* Start Text passage *

= Registration of players under control =

Registration of players under control (支配下選手登録, shihaika senshu tōroku) is the process of notifying Nippon Professional Baseball (NPB) that a professional baseball team affiliated with the NPB has the exclusive right to sign a contract with a specific player as established under Article 52 of the Nippon Professional Baseball Agreement. A player whose unified contract documents have been approved and published by NPB is called a registered player under control (支配下登録選手, shihaika tōroku senshu) or a controlled player (支配下選手, shihaika senshu), and under Article 68 of the NPB Agreement, the team retains exclusive contract rights to the player until the player becomes a free agent.

==Summary==
All players on each NPB team not considered developmental players are controlled players. Among controlled players, those on Nippon Professional Baseball rosters play in the first league's Central League and Pacific League, and other players play in the second league (NPB Agreement, Article 81). Players must fulfill their obligation to participate in official games held by NPB as well as unofficial games and training conducted by teams, the Nippon Professional Baseball All-Star Series, the Nippon Professional Baseball playoffs, and the Japan Series during the contract period.

==Regulations==
- Each team can have up to 70 controlled players. (NPB Agreement Article 79)
- Player contracts are made through unified contract documents. (NPB Agreement Article 45)
- The team that signs the player contract must apply to the NPB commissioner for approval of the contract. (NPB Agreement Article 52–1)
- When the NPB Commissioner approves a player's contract, they must announce that they are controlled players. (NPB Agreement Article 52–3)
- Any player whose player contract has been unconditionally terminated or deemed terminated pursuant to the provisions of this Agreement, or who has forfeited or waived the right to be retained by the team during the suspension period, shall be free to enter into a player contract with any team after public announcement by the player and the Commissioner as a free agent player. (NPB Agreement Article 58)
- No new player contracts will be accepted from August 1 through the day following the end of the Climax Series. (NPB Agreement Article 64)

* End Text passage *

- _What to do_
**A.** According to the passage on player registration, what is the maximum number of controlled players a team can have?
**B.** Rewrite the stretch of entries from their first line through the line containing "365), (419, 295)]", changing "blue sky" to "clear sky" and keeping everything else unchanged. Leave the pictures out of your answer.
The text and the entries that follow it have nothing to do with each other.

* Start Records for this task *

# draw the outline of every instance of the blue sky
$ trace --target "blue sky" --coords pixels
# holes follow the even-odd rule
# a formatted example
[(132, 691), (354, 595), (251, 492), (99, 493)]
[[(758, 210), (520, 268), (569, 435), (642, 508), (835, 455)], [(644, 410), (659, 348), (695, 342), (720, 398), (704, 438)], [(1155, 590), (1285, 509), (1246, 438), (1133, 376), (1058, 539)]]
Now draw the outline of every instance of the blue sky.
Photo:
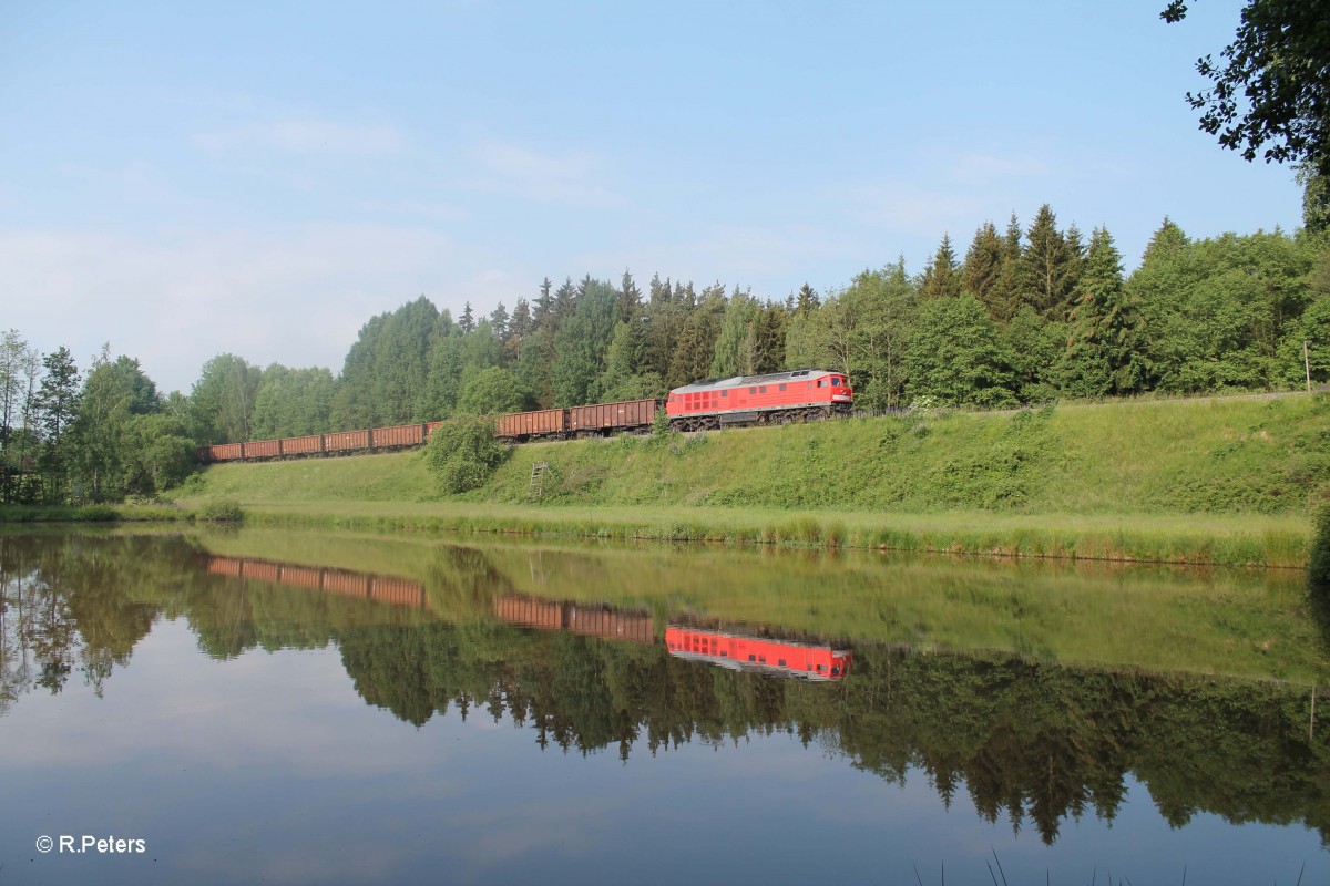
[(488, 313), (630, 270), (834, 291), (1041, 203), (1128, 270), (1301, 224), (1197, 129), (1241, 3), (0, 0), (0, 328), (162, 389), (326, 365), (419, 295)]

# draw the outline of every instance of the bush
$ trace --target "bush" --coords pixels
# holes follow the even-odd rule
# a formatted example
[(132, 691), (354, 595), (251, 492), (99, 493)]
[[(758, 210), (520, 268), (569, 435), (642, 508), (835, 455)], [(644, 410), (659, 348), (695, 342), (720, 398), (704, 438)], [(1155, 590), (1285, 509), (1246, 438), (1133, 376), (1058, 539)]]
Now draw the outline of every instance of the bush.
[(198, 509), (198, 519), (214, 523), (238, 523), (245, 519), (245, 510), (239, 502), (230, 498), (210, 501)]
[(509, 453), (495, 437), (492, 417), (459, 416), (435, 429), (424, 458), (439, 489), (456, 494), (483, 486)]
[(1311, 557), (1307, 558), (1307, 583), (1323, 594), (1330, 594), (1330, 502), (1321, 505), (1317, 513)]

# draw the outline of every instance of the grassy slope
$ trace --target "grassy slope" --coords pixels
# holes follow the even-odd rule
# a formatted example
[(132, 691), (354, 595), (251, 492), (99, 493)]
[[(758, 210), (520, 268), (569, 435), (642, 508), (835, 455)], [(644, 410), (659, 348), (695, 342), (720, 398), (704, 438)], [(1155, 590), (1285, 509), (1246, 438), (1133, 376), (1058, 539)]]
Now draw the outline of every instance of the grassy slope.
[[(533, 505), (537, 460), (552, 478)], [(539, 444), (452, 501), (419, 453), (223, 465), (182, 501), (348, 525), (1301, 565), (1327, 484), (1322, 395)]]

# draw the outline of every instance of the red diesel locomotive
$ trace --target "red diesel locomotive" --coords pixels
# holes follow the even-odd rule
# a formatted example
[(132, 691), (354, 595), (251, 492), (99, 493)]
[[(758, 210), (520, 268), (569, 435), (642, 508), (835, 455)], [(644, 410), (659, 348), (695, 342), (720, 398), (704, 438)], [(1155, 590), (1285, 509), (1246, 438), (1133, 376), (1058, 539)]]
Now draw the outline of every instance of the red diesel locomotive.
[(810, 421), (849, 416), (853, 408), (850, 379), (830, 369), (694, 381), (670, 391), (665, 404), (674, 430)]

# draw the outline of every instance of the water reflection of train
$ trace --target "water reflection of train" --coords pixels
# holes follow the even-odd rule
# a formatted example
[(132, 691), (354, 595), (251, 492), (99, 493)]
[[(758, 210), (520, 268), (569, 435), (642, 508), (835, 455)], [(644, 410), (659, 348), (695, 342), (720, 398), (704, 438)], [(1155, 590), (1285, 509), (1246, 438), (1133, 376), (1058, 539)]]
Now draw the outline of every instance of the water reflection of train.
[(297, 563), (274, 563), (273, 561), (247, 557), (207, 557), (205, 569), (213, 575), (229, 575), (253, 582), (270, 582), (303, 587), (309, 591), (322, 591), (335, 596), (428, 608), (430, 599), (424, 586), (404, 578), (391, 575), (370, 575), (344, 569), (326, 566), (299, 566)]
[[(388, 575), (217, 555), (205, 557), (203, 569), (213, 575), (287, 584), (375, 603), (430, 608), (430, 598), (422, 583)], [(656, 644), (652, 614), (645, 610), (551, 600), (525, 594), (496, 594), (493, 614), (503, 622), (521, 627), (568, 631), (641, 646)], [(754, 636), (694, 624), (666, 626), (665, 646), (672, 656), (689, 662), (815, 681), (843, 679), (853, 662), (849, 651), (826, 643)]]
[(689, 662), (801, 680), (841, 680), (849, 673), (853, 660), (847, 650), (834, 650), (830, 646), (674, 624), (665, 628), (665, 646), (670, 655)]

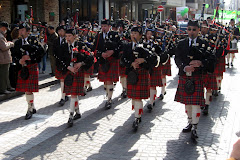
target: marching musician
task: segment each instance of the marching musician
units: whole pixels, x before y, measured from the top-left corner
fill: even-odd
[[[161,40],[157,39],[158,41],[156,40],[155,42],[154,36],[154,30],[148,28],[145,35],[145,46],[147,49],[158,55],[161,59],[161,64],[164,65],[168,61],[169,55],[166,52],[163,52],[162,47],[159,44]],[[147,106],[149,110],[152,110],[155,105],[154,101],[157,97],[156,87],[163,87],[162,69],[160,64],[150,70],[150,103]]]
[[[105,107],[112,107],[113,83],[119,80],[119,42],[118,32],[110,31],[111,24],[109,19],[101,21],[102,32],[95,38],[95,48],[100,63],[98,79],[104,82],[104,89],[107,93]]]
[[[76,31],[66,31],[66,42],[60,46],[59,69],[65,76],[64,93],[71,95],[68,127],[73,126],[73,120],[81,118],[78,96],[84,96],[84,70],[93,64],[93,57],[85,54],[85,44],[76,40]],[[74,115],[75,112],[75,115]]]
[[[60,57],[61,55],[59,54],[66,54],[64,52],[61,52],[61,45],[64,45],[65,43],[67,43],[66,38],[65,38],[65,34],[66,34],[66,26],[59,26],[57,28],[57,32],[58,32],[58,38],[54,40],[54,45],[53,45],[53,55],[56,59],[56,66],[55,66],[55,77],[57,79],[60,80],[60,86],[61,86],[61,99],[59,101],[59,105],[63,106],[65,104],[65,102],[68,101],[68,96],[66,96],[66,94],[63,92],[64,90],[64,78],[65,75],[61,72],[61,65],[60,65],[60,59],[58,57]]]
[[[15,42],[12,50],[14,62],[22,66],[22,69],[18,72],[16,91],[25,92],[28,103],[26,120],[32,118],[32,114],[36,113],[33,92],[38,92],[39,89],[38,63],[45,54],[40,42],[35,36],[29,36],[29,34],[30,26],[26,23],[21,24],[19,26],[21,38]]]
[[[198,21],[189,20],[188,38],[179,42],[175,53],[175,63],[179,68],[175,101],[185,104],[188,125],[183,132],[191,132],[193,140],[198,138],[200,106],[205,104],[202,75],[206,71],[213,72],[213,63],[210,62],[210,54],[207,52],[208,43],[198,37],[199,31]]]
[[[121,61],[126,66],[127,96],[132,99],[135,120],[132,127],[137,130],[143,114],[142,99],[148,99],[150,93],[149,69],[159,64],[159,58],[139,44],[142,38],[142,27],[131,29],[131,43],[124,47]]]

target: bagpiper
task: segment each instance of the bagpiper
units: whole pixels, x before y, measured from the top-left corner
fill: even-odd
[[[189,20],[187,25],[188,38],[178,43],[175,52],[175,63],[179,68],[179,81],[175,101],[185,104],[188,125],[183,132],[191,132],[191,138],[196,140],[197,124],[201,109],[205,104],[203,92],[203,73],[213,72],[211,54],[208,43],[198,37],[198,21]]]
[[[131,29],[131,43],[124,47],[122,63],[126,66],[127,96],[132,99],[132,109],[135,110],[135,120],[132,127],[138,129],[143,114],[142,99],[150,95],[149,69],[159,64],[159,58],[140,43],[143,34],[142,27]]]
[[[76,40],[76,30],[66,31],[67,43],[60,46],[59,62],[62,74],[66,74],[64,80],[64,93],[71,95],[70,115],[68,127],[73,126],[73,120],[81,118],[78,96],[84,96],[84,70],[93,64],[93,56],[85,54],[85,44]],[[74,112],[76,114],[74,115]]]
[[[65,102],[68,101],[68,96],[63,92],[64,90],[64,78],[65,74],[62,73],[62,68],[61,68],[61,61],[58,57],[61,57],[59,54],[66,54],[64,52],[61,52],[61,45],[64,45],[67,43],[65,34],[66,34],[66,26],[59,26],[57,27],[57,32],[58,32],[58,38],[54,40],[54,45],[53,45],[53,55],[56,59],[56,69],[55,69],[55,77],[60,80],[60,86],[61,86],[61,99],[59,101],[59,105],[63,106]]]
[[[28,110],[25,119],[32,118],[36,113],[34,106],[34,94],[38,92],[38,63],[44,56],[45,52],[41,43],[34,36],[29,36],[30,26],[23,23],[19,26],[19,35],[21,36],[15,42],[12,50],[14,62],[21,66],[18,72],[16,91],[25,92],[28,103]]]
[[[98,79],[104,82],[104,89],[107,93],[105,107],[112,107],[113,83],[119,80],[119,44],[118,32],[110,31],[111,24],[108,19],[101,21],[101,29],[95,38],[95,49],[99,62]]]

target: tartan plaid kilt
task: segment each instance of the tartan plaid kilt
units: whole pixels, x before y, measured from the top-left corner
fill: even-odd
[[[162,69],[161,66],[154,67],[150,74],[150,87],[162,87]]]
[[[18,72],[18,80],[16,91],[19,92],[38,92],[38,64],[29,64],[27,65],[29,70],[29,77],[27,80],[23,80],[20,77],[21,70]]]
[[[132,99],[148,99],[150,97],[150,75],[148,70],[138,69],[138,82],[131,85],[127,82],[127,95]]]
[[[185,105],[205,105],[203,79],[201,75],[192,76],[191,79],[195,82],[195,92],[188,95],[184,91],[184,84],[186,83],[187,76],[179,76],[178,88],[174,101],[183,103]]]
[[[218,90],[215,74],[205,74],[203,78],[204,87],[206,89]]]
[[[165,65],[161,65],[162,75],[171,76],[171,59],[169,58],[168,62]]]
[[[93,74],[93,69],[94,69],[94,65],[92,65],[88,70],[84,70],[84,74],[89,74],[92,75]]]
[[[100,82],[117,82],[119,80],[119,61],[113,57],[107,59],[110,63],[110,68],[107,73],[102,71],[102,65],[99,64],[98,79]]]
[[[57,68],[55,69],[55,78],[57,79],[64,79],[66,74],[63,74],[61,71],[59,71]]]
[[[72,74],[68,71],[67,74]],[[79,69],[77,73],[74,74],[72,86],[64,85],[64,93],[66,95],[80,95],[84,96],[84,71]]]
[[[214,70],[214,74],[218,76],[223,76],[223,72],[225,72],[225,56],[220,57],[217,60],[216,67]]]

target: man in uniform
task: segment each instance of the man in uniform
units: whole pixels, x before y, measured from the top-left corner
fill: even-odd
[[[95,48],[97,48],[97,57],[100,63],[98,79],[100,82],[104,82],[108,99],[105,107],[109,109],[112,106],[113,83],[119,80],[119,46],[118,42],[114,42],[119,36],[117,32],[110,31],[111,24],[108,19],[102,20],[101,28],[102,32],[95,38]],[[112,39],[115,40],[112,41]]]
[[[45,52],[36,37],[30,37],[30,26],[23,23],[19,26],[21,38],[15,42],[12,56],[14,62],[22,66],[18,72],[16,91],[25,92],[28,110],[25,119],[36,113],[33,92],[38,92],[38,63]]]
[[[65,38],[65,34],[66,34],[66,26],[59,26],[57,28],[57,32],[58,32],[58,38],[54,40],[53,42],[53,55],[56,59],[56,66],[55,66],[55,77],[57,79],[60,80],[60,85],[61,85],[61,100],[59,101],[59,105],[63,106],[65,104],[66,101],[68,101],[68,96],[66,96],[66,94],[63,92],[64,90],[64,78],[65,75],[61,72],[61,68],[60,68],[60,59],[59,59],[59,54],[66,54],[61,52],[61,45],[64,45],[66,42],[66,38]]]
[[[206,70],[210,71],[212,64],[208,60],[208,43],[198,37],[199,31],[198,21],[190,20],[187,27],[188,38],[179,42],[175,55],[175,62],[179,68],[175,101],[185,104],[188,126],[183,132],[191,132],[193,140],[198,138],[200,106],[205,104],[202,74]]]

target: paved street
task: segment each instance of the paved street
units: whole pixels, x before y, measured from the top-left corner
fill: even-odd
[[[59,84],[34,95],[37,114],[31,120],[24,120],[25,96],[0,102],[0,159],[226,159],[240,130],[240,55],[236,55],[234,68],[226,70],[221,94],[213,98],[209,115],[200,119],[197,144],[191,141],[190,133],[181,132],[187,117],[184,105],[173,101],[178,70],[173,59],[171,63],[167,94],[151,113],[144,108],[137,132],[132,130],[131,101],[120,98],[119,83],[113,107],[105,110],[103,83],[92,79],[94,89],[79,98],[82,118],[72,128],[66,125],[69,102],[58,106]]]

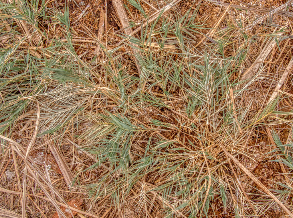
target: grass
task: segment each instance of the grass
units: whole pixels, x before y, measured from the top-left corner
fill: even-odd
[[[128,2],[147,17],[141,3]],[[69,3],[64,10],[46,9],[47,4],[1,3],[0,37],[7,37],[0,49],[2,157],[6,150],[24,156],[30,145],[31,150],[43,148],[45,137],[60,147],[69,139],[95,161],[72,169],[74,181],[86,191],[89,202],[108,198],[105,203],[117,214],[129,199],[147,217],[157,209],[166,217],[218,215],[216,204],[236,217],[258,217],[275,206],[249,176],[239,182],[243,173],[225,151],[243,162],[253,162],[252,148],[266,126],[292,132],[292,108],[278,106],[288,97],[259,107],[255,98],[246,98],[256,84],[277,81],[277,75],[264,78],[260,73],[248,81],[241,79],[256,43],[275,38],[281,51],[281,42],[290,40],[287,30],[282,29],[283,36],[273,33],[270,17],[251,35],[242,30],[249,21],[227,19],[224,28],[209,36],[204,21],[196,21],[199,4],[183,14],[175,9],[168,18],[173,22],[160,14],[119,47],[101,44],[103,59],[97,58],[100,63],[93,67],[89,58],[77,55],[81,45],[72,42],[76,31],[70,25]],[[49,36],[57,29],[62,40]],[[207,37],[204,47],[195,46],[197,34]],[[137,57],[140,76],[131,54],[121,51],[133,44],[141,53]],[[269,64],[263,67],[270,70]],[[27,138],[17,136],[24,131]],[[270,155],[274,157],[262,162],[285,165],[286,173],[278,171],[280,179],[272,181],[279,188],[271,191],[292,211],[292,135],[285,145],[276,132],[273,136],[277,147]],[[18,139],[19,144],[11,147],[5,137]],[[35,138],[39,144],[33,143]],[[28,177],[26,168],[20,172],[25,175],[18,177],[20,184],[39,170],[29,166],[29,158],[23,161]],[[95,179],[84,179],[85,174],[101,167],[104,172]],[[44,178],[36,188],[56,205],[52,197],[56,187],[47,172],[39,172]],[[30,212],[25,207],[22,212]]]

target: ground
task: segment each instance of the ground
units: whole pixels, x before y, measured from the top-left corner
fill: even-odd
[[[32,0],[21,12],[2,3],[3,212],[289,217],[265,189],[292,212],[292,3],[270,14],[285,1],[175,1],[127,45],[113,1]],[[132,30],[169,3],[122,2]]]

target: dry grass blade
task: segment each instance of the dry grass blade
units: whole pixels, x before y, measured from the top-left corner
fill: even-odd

* End Records for this task *

- _List of solutions_
**A.** Each team can have up to 70 controlled players.

**B.**
# draw the outline of every instance of the clear sky
$ trace --target "clear sky" --coords pixels
# holes follow the even-odd rule
# a formatted example
[(132, 691), (354, 595), (251, 492), (99, 493)]
[[(758, 210), (520, 268), (569, 435), (642, 508), (835, 455)], [(644, 410), (659, 348), (695, 342), (720, 398), (704, 438)], [(1155, 590), (1285, 509), (1246, 438), (1133, 376), (1058, 539)]]
Now draw the outline of every instance of the clear sky.
Photo:
[(488, 313), (630, 270), (834, 291), (1041, 203), (1128, 270), (1301, 224), (1197, 129), (1241, 3), (0, 0), (0, 328), (162, 389), (326, 365), (419, 295)]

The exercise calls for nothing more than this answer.